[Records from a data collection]
+--

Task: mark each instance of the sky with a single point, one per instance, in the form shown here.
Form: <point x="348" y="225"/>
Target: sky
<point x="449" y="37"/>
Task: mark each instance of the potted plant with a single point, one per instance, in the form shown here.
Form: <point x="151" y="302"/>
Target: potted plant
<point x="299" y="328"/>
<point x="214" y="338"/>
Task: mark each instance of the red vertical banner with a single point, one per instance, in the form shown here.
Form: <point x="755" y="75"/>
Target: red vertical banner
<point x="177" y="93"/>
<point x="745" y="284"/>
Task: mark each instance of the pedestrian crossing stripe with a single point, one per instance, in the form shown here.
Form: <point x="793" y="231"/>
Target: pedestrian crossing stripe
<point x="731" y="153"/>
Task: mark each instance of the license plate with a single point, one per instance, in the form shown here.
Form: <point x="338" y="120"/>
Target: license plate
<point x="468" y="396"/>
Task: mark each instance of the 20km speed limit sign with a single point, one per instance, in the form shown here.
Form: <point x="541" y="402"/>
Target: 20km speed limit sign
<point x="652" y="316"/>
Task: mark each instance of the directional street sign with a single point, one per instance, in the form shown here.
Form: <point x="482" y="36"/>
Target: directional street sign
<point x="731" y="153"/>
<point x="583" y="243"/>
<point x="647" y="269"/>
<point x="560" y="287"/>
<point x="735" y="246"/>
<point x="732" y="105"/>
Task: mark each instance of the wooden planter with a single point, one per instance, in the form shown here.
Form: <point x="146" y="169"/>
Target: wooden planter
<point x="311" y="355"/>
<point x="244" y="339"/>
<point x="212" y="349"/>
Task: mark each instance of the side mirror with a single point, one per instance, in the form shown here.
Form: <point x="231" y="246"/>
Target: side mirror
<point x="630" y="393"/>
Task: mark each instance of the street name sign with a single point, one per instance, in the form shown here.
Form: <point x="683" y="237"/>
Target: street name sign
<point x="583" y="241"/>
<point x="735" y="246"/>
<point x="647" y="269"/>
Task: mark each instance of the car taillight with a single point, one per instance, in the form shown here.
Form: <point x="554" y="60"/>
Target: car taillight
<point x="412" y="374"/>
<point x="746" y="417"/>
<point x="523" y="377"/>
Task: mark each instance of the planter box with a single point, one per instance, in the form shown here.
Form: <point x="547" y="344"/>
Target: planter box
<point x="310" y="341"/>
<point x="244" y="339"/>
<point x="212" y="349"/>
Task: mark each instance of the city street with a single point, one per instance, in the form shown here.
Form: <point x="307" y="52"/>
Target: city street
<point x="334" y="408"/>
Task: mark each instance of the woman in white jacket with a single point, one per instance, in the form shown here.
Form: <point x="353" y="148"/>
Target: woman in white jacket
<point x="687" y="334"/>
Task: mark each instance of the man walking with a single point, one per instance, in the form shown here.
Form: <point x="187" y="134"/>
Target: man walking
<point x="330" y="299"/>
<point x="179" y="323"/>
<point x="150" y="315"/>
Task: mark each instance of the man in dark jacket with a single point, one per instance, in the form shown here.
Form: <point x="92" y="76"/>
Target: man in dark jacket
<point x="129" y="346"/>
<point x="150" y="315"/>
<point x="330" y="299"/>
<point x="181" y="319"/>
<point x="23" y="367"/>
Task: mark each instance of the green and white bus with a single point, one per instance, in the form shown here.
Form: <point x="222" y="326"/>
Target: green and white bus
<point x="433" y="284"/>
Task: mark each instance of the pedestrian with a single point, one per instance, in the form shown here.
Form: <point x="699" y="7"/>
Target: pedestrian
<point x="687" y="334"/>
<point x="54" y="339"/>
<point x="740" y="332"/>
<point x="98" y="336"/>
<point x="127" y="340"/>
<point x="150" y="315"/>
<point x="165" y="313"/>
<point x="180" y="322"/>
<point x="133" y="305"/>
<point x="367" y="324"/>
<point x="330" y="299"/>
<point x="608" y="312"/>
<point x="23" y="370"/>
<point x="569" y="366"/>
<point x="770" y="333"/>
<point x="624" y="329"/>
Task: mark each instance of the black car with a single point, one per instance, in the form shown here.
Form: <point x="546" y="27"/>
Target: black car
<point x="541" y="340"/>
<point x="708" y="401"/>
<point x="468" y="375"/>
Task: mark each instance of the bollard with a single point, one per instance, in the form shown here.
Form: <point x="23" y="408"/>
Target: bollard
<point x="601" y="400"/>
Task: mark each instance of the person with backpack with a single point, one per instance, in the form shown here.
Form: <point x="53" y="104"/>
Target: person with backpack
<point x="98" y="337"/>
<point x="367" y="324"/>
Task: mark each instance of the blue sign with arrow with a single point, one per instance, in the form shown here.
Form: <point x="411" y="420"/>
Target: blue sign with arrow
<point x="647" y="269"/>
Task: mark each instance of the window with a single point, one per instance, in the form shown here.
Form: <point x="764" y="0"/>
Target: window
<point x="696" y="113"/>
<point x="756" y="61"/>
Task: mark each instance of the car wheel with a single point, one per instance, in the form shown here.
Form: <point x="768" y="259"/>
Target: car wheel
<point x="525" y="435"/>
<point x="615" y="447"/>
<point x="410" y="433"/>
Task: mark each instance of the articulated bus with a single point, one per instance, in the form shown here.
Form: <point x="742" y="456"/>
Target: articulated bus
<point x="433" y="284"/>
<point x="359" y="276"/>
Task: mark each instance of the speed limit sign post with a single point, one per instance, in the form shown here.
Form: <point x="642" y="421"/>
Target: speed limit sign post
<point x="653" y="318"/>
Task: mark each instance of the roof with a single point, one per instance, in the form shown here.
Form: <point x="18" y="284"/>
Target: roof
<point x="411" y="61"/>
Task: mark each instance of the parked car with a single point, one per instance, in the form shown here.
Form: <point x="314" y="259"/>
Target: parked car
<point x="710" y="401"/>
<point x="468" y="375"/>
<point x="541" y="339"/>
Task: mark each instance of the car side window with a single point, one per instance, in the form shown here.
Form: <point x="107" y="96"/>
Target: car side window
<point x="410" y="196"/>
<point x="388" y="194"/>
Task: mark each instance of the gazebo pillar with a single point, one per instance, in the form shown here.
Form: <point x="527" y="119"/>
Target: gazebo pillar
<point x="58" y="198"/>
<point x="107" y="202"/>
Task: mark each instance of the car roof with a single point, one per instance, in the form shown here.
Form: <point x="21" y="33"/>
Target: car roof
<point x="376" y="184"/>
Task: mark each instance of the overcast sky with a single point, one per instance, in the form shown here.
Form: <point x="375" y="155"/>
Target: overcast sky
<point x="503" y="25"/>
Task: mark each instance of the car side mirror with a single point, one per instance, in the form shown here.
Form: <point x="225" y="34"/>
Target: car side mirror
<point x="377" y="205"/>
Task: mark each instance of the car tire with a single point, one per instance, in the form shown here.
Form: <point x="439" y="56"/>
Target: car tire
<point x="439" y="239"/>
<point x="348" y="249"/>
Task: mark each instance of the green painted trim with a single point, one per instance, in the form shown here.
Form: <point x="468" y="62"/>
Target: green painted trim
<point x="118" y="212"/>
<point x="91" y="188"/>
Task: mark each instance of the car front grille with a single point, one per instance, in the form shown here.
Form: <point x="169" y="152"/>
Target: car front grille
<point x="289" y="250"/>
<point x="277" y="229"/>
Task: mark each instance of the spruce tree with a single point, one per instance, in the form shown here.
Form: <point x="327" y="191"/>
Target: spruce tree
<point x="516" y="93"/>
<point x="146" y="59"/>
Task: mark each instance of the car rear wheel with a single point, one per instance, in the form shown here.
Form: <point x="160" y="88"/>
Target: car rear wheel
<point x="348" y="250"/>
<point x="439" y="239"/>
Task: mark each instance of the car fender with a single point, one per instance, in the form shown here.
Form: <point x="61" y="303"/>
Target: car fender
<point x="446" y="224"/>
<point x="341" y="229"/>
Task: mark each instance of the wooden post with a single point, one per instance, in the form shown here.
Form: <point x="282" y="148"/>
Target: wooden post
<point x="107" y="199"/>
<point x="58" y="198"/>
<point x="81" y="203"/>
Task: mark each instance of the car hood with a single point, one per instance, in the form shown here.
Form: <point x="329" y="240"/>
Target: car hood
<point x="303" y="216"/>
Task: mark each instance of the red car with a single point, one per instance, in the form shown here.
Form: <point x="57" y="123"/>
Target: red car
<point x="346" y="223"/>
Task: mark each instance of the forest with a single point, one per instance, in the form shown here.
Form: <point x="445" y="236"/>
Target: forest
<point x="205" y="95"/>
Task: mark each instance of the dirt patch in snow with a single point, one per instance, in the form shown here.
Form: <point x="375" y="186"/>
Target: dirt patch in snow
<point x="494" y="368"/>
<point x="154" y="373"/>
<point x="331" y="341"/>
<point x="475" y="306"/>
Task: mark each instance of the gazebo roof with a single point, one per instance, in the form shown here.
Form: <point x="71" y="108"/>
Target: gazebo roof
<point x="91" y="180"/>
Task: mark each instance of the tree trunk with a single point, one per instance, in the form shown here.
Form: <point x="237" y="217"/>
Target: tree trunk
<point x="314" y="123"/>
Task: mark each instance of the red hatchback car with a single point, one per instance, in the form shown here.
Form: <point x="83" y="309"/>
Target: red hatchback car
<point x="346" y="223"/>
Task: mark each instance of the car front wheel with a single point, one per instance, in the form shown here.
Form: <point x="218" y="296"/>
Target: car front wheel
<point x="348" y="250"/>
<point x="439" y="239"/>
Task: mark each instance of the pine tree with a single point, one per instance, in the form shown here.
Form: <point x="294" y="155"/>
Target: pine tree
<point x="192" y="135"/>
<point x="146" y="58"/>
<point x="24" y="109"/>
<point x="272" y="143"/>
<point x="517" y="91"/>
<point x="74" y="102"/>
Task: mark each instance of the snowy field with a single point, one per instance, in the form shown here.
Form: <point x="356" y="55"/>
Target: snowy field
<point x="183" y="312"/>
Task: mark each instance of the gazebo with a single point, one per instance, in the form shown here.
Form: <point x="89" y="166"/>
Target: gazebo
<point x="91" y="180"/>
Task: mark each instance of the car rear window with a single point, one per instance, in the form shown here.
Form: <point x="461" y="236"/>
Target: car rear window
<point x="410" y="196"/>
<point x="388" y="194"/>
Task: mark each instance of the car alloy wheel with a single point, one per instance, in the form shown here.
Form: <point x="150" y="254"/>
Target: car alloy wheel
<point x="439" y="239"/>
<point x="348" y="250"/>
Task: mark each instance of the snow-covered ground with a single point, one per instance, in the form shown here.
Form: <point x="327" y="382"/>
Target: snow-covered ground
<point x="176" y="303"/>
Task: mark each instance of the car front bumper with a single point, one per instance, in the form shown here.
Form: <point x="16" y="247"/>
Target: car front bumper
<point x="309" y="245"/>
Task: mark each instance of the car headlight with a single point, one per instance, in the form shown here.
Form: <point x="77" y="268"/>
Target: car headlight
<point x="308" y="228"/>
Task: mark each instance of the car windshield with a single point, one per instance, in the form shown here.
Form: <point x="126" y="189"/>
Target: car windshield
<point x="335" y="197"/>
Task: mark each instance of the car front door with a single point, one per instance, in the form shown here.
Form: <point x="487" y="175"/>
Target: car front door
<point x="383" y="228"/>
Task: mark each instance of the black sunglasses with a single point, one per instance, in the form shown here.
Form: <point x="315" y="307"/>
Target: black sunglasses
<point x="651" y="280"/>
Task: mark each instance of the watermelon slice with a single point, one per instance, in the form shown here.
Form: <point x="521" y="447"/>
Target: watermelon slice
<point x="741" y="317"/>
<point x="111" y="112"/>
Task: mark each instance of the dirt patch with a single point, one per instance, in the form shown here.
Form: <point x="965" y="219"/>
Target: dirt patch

+--

Exercise instructions: Reproduce the lines from the one containing "Task: mark each instance of the car alloy" to the end of the entries, keeping both ends and adding nothing.

Answer to this task:
Task: mark each instance of the car alloy wheel with a single point, one per instance, in the form shown here.
Form: <point x="150" y="254"/>
Target: car alloy wheel
<point x="439" y="239"/>
<point x="348" y="250"/>
Task: mark each instance of the snow-covered ground with a single point, one per instance, in the form shown here.
Form: <point x="327" y="382"/>
Target: snow-covered ground
<point x="176" y="303"/>
Task: mark each instance of the car front bumper with a single point, one per instance, in the form shown here.
Form: <point x="16" y="247"/>
Target: car front bumper
<point x="309" y="245"/>
Task: mark each instance of the car headlight with a single point, one per instance, in the form shown here.
Form: <point x="77" y="268"/>
Target: car headlight
<point x="308" y="228"/>
Task: mark each instance of the car windshield with a single point, one per instance, in the form shown here.
Form: <point x="126" y="189"/>
Target: car windshield
<point x="335" y="197"/>
Task: mark each instance of the car front door with a single point, one per instance, in the form shown here.
Form: <point x="487" y="175"/>
Target: car front door
<point x="383" y="228"/>
Task: mark each instance of the black sunglasses with a single point, one per instance, in the form shown here.
Form: <point x="315" y="307"/>
Target: black sunglasses
<point x="651" y="280"/>
Task: mark each instance of the watermelon slice with a single point, one per instance, in the form shown here.
Form: <point x="521" y="447"/>
Target: watermelon slice
<point x="741" y="317"/>
<point x="111" y="112"/>
Task: mark each instance of the dirt patch with a single point, one per instance, in the form shown here.
Form: <point x="965" y="219"/>
Target: dirt patch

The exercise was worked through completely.